[Excerpts from a detection dataset]
begin

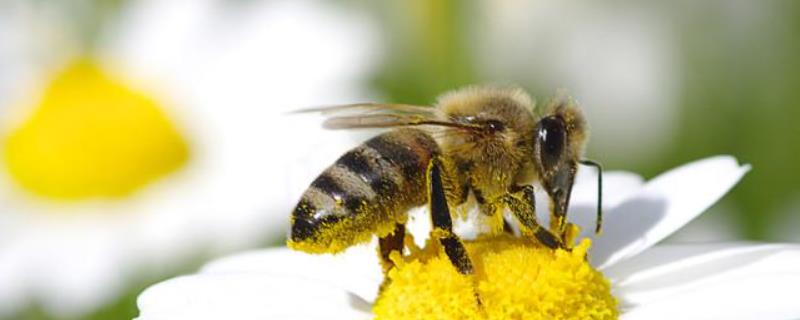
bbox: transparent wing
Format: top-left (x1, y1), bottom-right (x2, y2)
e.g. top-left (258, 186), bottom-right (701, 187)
top-left (296, 103), bottom-right (474, 130)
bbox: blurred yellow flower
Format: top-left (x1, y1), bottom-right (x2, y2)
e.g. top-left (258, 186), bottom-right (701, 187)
top-left (0, 0), bottom-right (375, 318)
top-left (3, 60), bottom-right (189, 200)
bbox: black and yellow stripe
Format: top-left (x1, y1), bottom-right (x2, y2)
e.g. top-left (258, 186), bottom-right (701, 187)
top-left (290, 129), bottom-right (439, 252)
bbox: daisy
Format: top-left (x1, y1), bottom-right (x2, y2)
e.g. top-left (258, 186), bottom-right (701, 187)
top-left (0, 0), bottom-right (374, 317)
top-left (138, 156), bottom-right (800, 320)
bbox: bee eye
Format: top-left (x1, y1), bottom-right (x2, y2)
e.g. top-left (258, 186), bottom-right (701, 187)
top-left (536, 117), bottom-right (567, 168)
top-left (486, 120), bottom-right (506, 132)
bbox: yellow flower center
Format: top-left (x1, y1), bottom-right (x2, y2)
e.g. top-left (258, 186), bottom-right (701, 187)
top-left (373, 236), bottom-right (618, 319)
top-left (3, 60), bottom-right (189, 200)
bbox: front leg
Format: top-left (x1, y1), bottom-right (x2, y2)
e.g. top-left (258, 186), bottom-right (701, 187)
top-left (500, 185), bottom-right (566, 249)
top-left (428, 159), bottom-right (474, 275)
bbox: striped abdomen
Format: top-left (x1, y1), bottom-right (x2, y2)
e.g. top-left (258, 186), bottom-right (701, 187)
top-left (289, 129), bottom-right (439, 252)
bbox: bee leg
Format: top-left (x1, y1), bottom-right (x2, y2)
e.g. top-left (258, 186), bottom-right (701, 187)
top-left (502, 185), bottom-right (566, 249)
top-left (503, 217), bottom-right (514, 235)
top-left (378, 223), bottom-right (406, 274)
top-left (428, 159), bottom-right (481, 305)
top-left (428, 160), bottom-right (474, 275)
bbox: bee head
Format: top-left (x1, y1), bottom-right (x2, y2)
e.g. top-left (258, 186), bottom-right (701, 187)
top-left (533, 94), bottom-right (587, 230)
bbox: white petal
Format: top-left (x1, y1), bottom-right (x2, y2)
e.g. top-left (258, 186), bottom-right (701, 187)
top-left (592, 156), bottom-right (750, 269)
top-left (569, 167), bottom-right (644, 209)
top-left (564, 168), bottom-right (643, 238)
top-left (138, 274), bottom-right (370, 320)
top-left (606, 243), bottom-right (800, 319)
top-left (620, 274), bottom-right (800, 320)
top-left (201, 246), bottom-right (383, 302)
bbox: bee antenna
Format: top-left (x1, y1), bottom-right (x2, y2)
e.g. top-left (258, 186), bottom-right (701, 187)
top-left (580, 159), bottom-right (603, 234)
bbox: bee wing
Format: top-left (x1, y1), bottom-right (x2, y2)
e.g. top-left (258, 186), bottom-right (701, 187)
top-left (294, 103), bottom-right (436, 117)
top-left (295, 103), bottom-right (469, 130)
top-left (322, 114), bottom-right (426, 130)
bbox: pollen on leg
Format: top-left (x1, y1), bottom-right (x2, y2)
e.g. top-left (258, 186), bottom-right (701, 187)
top-left (373, 235), bottom-right (619, 319)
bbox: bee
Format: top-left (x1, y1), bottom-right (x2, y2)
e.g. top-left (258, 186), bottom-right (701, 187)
top-left (287, 86), bottom-right (602, 275)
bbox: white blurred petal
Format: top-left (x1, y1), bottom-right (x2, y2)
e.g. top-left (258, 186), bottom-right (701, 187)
top-left (607, 243), bottom-right (800, 319)
top-left (591, 156), bottom-right (750, 269)
top-left (138, 274), bottom-right (370, 320)
top-left (201, 246), bottom-right (383, 302)
top-left (0, 0), bottom-right (376, 317)
top-left (564, 167), bottom-right (644, 237)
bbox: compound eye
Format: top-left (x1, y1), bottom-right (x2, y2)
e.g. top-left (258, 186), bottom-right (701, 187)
top-left (536, 117), bottom-right (567, 169)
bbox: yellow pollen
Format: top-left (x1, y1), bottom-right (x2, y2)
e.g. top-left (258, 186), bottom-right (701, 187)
top-left (2, 60), bottom-right (189, 200)
top-left (373, 235), bottom-right (619, 319)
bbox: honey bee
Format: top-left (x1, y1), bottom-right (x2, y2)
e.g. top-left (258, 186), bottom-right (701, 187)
top-left (287, 86), bottom-right (602, 275)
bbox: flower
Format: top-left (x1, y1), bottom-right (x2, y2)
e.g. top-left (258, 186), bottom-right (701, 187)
top-left (0, 0), bottom-right (374, 318)
top-left (138, 156), bottom-right (800, 320)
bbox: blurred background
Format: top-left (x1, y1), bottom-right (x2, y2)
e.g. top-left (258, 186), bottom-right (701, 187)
top-left (0, 0), bottom-right (800, 319)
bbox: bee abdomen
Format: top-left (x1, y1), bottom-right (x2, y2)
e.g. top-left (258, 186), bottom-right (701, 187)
top-left (289, 129), bottom-right (439, 252)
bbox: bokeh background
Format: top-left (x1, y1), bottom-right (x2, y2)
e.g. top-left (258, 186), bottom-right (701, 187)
top-left (0, 0), bottom-right (800, 319)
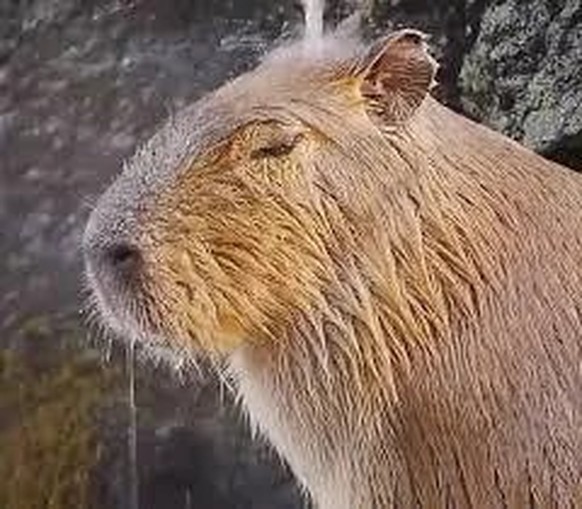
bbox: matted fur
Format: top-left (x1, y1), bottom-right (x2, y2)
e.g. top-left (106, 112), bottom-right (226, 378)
top-left (86, 31), bottom-right (582, 509)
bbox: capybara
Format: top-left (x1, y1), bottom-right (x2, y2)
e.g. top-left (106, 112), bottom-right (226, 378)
top-left (84, 29), bottom-right (582, 509)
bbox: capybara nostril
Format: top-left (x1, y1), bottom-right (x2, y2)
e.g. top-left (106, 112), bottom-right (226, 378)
top-left (101, 242), bottom-right (142, 274)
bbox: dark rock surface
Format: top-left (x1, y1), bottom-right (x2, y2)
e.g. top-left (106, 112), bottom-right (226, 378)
top-left (0, 0), bottom-right (582, 509)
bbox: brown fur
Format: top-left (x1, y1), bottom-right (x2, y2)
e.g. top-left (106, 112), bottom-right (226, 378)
top-left (83, 31), bottom-right (582, 509)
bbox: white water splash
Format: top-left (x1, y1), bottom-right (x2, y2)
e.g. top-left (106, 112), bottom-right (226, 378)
top-left (303, 0), bottom-right (325, 42)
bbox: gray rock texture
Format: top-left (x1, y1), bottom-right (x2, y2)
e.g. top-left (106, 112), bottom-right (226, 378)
top-left (460, 0), bottom-right (582, 153)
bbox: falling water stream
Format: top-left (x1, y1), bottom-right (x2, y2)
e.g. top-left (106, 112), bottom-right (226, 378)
top-left (303, 0), bottom-right (325, 42)
top-left (127, 0), bottom-right (325, 509)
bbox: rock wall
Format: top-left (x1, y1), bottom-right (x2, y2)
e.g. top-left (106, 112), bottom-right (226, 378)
top-left (0, 0), bottom-right (582, 509)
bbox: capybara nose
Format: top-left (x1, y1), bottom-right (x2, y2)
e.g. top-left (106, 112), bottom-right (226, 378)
top-left (103, 243), bottom-right (142, 275)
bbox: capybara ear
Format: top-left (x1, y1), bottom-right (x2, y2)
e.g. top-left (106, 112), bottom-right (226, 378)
top-left (360, 29), bottom-right (438, 124)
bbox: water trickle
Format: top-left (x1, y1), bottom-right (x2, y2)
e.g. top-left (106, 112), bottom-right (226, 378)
top-left (303, 0), bottom-right (325, 41)
top-left (127, 339), bottom-right (139, 509)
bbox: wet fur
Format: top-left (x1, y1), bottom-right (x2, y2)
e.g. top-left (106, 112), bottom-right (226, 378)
top-left (87, 29), bottom-right (582, 509)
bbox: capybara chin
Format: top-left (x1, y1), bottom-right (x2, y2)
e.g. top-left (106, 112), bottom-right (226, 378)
top-left (84, 30), bottom-right (582, 509)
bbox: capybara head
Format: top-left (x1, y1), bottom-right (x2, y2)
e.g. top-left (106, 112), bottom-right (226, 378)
top-left (84, 30), bottom-right (435, 352)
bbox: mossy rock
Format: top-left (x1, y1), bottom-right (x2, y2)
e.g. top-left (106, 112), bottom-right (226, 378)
top-left (0, 322), bottom-right (113, 509)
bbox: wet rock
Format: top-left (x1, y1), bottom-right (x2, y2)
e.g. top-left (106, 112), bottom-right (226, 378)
top-left (460, 0), bottom-right (582, 157)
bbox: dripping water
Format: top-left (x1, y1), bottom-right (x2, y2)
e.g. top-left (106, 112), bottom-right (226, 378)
top-left (127, 339), bottom-right (139, 509)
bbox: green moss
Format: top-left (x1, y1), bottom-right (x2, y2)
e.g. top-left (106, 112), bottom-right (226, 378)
top-left (0, 318), bottom-right (117, 509)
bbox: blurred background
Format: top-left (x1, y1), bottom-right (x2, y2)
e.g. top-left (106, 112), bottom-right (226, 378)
top-left (0, 0), bottom-right (582, 509)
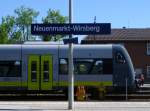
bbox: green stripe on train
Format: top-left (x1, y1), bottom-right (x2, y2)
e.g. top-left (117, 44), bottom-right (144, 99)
top-left (0, 81), bottom-right (113, 87)
top-left (0, 81), bottom-right (28, 87)
top-left (53, 81), bottom-right (113, 86)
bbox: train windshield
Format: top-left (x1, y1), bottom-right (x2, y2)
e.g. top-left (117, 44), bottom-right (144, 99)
top-left (59, 58), bottom-right (113, 75)
top-left (116, 52), bottom-right (126, 64)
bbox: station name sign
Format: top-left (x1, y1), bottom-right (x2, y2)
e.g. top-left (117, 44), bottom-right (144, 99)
top-left (31, 23), bottom-right (111, 35)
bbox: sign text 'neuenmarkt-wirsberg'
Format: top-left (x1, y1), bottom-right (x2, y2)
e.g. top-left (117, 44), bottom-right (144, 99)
top-left (31, 23), bottom-right (111, 35)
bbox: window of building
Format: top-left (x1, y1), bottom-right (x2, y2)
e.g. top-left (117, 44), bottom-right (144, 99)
top-left (147, 43), bottom-right (150, 55)
top-left (0, 61), bottom-right (21, 77)
top-left (147, 66), bottom-right (150, 78)
top-left (59, 59), bottom-right (113, 75)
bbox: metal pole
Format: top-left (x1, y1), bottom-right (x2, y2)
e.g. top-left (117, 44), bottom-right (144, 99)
top-left (126, 77), bottom-right (128, 101)
top-left (68, 0), bottom-right (74, 109)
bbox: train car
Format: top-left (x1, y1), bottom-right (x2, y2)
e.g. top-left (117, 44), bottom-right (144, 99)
top-left (0, 44), bottom-right (135, 93)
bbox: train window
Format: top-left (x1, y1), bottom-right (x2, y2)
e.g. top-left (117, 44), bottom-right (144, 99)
top-left (43, 61), bottom-right (49, 82)
top-left (91, 60), bottom-right (103, 74)
top-left (59, 59), bottom-right (68, 74)
top-left (103, 59), bottom-right (113, 74)
top-left (59, 58), bottom-right (113, 75)
top-left (74, 59), bottom-right (94, 74)
top-left (31, 61), bottom-right (37, 82)
top-left (0, 61), bottom-right (21, 77)
top-left (116, 52), bottom-right (126, 64)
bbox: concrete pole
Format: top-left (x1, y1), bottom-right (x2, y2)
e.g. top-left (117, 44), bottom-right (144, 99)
top-left (68, 0), bottom-right (74, 110)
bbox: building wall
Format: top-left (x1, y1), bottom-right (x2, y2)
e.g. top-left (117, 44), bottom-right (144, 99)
top-left (124, 42), bottom-right (150, 83)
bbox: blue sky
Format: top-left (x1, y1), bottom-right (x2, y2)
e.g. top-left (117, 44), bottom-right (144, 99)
top-left (0, 0), bottom-right (150, 41)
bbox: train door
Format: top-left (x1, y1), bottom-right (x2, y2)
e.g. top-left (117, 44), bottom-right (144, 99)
top-left (28, 55), bottom-right (53, 90)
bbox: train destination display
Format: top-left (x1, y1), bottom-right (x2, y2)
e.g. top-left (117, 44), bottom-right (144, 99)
top-left (31, 23), bottom-right (111, 35)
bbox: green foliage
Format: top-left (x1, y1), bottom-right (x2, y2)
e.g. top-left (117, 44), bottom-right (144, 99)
top-left (0, 6), bottom-right (68, 44)
top-left (42, 9), bottom-right (68, 41)
top-left (0, 16), bottom-right (15, 44)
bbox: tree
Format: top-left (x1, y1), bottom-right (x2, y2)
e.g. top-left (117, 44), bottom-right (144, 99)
top-left (0, 15), bottom-right (21, 44)
top-left (15, 6), bottom-right (39, 41)
top-left (42, 9), bottom-right (68, 41)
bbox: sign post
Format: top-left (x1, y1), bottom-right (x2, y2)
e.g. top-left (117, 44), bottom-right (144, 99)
top-left (68, 0), bottom-right (74, 110)
top-left (31, 13), bottom-right (111, 109)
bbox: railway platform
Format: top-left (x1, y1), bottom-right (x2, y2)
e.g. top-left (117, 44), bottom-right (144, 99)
top-left (0, 101), bottom-right (150, 111)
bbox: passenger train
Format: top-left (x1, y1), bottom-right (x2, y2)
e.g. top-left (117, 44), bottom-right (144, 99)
top-left (0, 44), bottom-right (135, 95)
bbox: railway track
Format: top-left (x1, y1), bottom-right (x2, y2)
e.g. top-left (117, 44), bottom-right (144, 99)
top-left (0, 87), bottom-right (150, 101)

end

_Objective_
Reproduce everything from the beginning of the data down to and including the line that contains "top-left (290, 129), bottom-right (439, 252)". Leave the pictures out of the reproduction.

_Worked answer_
bbox: transparent wing
Format: top-left (x1, y1), bottom-right (x2, y2)
e.g. top-left (258, 186), bottom-right (701, 187)
top-left (296, 103), bottom-right (474, 130)
bbox: blurred yellow flower
Format: top-left (x1, y1), bottom-right (x2, y2)
e.g. top-left (258, 186), bottom-right (701, 187)
top-left (0, 0), bottom-right (375, 318)
top-left (3, 60), bottom-right (189, 200)
bbox: black and yellow stripe
Format: top-left (x1, y1), bottom-right (x2, y2)
e.g. top-left (258, 186), bottom-right (701, 187)
top-left (290, 129), bottom-right (439, 252)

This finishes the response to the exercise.